[Start of Attachment]
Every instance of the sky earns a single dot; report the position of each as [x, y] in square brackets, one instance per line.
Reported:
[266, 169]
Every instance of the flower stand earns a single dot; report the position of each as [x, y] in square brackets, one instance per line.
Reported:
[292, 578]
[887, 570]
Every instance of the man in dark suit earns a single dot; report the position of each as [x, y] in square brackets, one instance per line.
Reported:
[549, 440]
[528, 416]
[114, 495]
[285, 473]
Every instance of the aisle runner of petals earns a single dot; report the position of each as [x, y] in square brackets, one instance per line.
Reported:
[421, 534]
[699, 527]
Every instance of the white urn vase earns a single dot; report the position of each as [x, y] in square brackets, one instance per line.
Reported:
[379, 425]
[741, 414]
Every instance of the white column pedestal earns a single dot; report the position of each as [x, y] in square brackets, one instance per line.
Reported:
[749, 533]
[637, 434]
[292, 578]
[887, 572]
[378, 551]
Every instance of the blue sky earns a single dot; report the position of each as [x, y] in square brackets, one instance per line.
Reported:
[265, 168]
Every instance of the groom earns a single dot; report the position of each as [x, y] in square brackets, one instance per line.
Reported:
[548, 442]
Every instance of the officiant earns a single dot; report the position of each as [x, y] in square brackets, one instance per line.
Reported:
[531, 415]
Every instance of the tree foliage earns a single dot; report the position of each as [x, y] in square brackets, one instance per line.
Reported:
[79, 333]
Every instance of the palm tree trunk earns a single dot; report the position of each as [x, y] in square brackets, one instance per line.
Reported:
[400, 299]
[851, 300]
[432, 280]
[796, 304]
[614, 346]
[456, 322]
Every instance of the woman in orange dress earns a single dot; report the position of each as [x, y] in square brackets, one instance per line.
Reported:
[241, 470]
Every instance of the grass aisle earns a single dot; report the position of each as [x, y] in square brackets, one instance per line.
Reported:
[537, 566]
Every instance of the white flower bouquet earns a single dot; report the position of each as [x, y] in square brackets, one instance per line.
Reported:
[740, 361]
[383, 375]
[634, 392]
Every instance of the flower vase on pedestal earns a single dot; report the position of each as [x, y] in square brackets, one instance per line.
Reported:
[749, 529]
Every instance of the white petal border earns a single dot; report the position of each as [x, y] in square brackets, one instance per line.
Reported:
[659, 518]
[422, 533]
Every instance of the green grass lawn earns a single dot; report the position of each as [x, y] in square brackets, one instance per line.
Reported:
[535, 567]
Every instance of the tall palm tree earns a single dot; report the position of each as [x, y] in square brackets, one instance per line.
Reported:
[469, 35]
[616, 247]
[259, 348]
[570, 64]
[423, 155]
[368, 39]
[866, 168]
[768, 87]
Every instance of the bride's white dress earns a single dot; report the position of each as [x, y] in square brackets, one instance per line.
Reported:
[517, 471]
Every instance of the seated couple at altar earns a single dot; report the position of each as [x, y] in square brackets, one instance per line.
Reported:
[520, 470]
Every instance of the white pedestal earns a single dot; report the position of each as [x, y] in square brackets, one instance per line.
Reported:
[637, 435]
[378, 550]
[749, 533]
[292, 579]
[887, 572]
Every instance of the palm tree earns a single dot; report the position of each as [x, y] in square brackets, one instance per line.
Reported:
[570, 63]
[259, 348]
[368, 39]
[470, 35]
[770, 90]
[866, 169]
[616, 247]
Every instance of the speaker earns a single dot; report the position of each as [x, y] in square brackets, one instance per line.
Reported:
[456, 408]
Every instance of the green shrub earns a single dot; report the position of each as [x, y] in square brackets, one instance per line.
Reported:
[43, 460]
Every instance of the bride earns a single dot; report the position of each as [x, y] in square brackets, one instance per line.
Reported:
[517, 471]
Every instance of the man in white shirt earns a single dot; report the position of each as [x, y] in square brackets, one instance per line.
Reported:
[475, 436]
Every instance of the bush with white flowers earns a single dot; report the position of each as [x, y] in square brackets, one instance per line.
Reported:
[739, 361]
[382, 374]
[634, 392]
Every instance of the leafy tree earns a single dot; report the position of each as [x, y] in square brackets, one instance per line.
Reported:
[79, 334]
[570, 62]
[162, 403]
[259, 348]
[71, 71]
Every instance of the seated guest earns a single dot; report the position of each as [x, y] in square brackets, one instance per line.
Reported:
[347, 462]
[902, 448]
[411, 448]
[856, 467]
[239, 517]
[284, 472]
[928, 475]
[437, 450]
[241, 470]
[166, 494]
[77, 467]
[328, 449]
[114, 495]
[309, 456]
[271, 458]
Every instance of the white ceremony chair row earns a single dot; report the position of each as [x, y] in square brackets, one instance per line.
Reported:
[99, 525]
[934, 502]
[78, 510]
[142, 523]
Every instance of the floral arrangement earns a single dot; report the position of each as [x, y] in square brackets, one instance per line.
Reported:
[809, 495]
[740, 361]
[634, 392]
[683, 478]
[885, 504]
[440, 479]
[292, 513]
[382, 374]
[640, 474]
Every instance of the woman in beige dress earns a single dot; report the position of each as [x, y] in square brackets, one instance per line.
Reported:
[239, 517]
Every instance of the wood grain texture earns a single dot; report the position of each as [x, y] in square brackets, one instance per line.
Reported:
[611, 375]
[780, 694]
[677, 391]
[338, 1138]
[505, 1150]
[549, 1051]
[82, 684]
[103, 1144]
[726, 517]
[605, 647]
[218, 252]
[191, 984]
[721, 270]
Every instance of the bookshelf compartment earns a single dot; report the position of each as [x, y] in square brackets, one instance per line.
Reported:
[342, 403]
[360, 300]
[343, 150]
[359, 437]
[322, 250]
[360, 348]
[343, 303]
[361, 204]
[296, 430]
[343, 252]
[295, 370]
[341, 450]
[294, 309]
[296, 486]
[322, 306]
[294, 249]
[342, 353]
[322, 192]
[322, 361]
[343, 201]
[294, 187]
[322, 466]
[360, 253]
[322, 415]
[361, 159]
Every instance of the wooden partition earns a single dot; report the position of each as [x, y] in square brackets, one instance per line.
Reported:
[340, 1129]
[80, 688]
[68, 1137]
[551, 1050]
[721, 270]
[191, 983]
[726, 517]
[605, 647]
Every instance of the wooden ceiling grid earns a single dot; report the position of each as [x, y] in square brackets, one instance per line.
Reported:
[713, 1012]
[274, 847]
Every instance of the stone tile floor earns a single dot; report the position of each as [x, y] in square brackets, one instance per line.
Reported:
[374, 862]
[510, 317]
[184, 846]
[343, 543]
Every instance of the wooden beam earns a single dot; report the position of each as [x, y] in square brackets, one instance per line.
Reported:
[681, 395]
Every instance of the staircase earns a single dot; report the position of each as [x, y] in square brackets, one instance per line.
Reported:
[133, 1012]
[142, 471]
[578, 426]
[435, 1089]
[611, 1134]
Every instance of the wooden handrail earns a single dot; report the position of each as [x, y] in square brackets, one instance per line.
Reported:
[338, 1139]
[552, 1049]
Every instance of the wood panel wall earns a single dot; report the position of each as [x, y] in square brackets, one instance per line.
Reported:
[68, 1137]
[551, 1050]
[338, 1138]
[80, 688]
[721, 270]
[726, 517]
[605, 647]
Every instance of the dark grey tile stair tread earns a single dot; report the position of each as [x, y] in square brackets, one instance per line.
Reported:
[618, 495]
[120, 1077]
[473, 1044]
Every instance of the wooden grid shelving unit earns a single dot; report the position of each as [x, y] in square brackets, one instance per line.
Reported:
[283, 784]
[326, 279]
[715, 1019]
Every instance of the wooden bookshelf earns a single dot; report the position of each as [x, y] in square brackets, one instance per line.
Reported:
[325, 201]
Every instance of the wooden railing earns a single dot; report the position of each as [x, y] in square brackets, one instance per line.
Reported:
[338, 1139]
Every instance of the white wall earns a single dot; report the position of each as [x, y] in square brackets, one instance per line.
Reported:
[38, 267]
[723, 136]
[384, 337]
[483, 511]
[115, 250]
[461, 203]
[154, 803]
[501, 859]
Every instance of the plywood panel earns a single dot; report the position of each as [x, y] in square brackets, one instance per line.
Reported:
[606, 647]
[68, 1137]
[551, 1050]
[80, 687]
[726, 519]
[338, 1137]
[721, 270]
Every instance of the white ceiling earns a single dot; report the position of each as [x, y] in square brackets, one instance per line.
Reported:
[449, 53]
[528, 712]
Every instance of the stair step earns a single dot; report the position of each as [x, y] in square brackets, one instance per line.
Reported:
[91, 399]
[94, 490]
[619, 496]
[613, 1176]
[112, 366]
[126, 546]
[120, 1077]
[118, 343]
[End of Attachment]
- **Problem details**:
Your reply should consist of one number: how many lines in the entries contain the string "wall".

- **Answer**:
2